• **Exercise materials**:
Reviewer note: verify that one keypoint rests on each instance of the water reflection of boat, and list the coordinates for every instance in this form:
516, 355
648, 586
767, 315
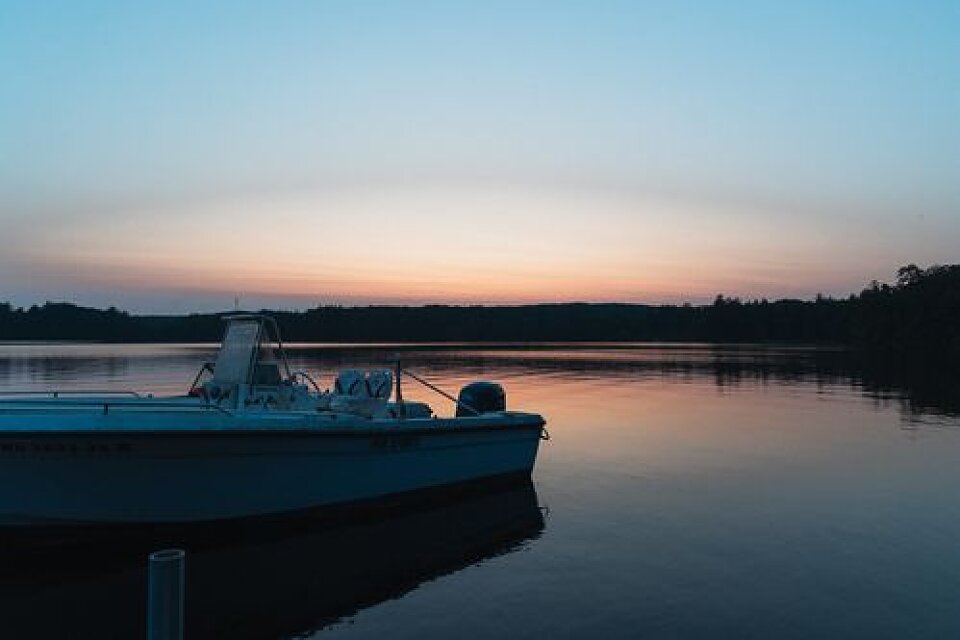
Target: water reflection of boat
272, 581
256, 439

--

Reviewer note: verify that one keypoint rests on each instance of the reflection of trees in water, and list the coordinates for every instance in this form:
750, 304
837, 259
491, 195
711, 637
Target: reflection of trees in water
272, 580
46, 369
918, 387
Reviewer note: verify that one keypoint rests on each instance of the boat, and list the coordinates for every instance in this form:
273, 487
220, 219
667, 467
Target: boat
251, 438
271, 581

==

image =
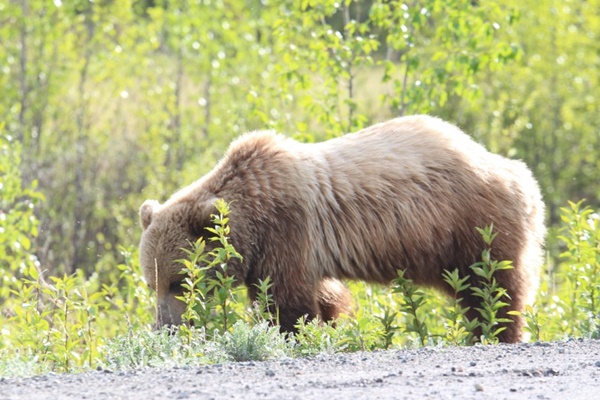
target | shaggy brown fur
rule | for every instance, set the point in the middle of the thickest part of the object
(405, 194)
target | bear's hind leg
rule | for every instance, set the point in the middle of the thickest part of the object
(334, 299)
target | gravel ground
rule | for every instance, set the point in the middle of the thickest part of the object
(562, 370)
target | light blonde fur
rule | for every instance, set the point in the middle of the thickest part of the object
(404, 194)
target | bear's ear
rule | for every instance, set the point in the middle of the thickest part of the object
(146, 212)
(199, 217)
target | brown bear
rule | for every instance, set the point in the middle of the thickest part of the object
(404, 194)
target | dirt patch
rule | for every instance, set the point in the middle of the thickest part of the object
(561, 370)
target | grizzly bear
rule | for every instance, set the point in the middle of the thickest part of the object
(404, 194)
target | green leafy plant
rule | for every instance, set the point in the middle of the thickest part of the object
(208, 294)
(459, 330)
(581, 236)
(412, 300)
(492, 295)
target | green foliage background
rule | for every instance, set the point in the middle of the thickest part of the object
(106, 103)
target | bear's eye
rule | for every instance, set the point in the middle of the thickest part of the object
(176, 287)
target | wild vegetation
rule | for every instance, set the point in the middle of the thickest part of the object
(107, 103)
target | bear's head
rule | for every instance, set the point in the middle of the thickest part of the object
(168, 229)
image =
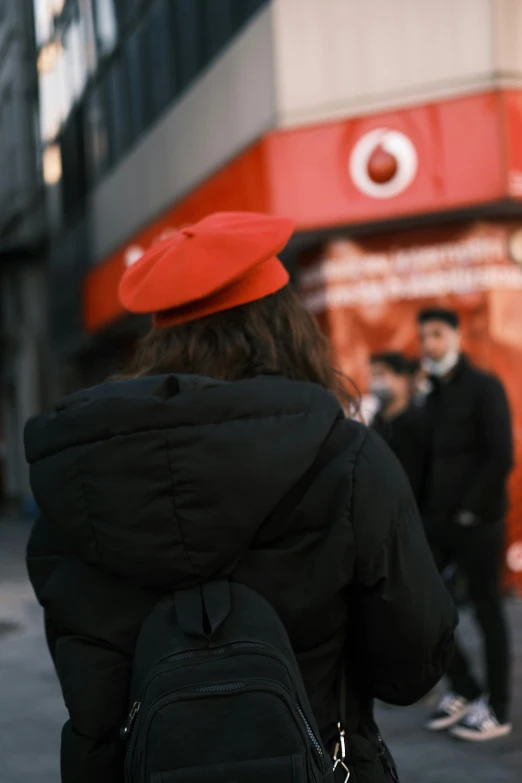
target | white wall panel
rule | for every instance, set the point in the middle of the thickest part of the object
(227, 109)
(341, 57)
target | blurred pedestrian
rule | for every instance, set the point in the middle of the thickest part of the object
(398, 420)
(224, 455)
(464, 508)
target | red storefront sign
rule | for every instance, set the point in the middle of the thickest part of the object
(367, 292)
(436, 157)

• **What the exercise asks**:
Nothing should appear in the answer except the lines above from the line with "target | bear's eye" through the line with "target | bear's head", both included, written out exactly.

• **Answer**:
target | bear's eye
rule | for every instance, set the point in the middle of the thickest part of the object
(176, 287)
target | wild vegetation
rule | for every instance, set the point in the middle of the thickest part of the object
(107, 103)
target | bear's head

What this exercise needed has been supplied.